Instructions —
**a.** Rewrite the article excerpt on online risks to young people, starting at "But Ybarra, who" and ending at "signs to spot.", with "educators" changed to "teachers".
**b.** According to the article excerpt on online risks to young people, how many Internet users took part in the telephone surveys behind the research published in February, and what ages were they?
**c.** Write the next part of the article excerpt on online risks to young people, picking up after its final sentence.

Excerpt to read —

◇ ◇ ◇ ◇ ◇ ◇ ◇

Rather, victimization is more likely to result from other online
behavior, such as talking about sex with people met online and
intentionally embarrassing someone else on the Internet.

"For a long time, we really didn't know," said Michele Ybarra, one of
the study's authors. "It made sense if you post or send information
you increase your risk. It's also a very easy message: Don't post
personal information and you'll be safe."

But Ybarra, who is president of the nonprofit Internet Solutions for
Kids, warned that parents and educators must now reassess the lessons,
saying resources may be wasted on tips that do not address the
underlying problem.

Instead of discouraging children from communicating, she said, the
better approach is to teach them about what at-risk behaviors to avoid
and warning signs to spot.

"We now need to be a lot more specific and accurate in our message,"
she said.

The research, published in February, was based on telephone surveys of
1,500 Internet users ages 10 to 17.

In a separate study of 2,574 law-enforcement agencies, researchers
found that online sex crimes rarely involve offenders lying about
their ages or sexual motives. The 2004 study, published in Journal of
Adolescent Health, said offenders generally aren't strangers, and
pedophiles aren't luring unsuspecting children by pretending to be a

"Most of these sexual-victimization (cases) happen at the hands of
people they know, and a lot happen at the hands of peers," said Janis
Wolak, co-author of both studies and a researcher with the University
of New Hampshire's Crimes Against Children Research Center.

The research also found that online victims tend to be teens with
troubles offline, such as poor relationships with parents, loneliness
and depression.

◇ ◇ ◇ ◇ ◇ ◇ ◇

Information supplied —
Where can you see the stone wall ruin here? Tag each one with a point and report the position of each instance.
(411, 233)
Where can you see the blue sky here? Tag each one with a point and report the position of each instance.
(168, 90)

◇ ◇ ◇ ◇ ◇ ◇ ◇

Answers —
**a.**
But Ybarra, who is president of the nonprofit Internet Solutions for
Kids, warned that parents and teachers must now reassess the lessons,
saying resources may be wasted on tips that do not address the
underlying problem.

Instead of discouraging children from communicating, she said, the
better approach is to teach them about what at-risk behaviors to avoid
and warning signs to spot.

**b.** The surveys covered 1,500 Internet users ages 10 to 17.

**c.**
"A lot of parents, I think, can breathe a big sigh of relief," said
Anne Collier, editor of the online newsletter Net Family News. "If
their kids are just socializing with their friends online, they are
going to be fine."

Nancy Willard, author of "Cyber-Safe Kids, Cyber-Savvy Teens," said
predators don't need to be snatching kids by piecing together clues
from personal information when they can go for the low-hanging fruit
-- the teens specifically engaging in at-risk behavior, such as
posting sexually provocative images in their profiles.

Many Internet-safety experts remain skeptical that parents and
educators can let their guard down on the posting of personal
information at sites like Facebook and News Corp.'s MySpace.

"The only way they can get into trouble is if they end up meeting the
stranger, and that's going to come from giving out personal
information," said Susan Sachs, chief operating officer with the
nonprofit Common Sense Media. "It's pretty clear to connect the dots
between personal information and predators."

Monique Nelson, executive vice president of the Internet safety group
Web Wise Kids, said kids "don't have the sense of ... knowing when a
predator would be grooming them" so a blanket message against posting
personal information is a good first line of defense.

Amanda Lenhart, a senior research specialist at the Pew Internet and
American Life Project, agrees that the attention on personal
information may be misplaced, but she said caution may still be wise.

"There is something to be said for preserving your privacy for other
reasons," Lenhart said, noting that too much information could come to
haunt teens when they apply for college or jobs. "Safety is not
necessarily the No. 1 reason."

Copyright 2007 The Associated Press.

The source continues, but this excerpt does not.